## PASSAGE GIVEN:
** Start **

A Theory of Contract Choice and the California Gold Rush - Exhaustive Study Notes
Introduction to the Theory of Contract Choice and the California Gold Rush
General Premise of Exchange and Contracts
John Umbeck posits that every exchange between two or more people involves a contract, whether it is explicit or implicit.
Contracts can take numerous forms depending on the discretion of the contracting parties.
The paper utilizes the tools of price theory—specifically a model developed by Steven N. S. Cheung—to explain the choice of contracts observed among miners during the California gold rush (1848–1850).
Cheung’s 1969 Theory of Contract Choice
Cheung’s basic proposition is that individuals, when choosing between a fixed rent or a sharing contract, will select the one that minimizes risk (defined as variance in income), subject to the constraint of positive transaction costs.
Umbeck’s Modifications to Cheung’s Model
There are three significant differences requiring modifications for the Gold Rush application:
Delineation of Property Rights: Cheung assumes property rights to factors of production are already delineated. In the California gold fields, mineral lands were a nonexclusive resource; thus, the theory must account for the costs of privately maintaining exclusive rights.

** End **

## TASK REQUIREMENTS:
Translate into Spanish the following sentence from the study notes on contract choice and the California gold rush: "Contracts can take numerous forms depending on the discretion of the contracting parties."

## SOURCE EXCERPT:
** Start **

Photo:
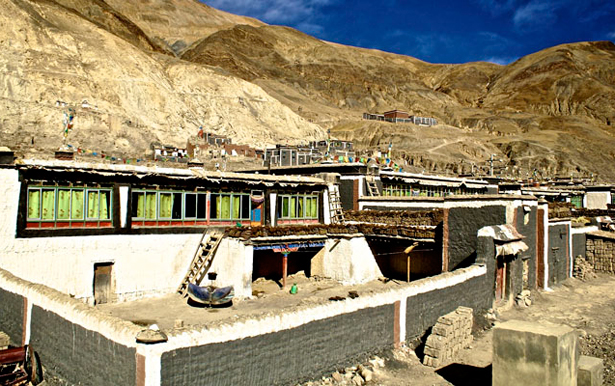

** End **

## SOLUTION FOR THIS TASK:
Los contratos pueden adoptar numerosas formas según el criterio de las partes contratantes.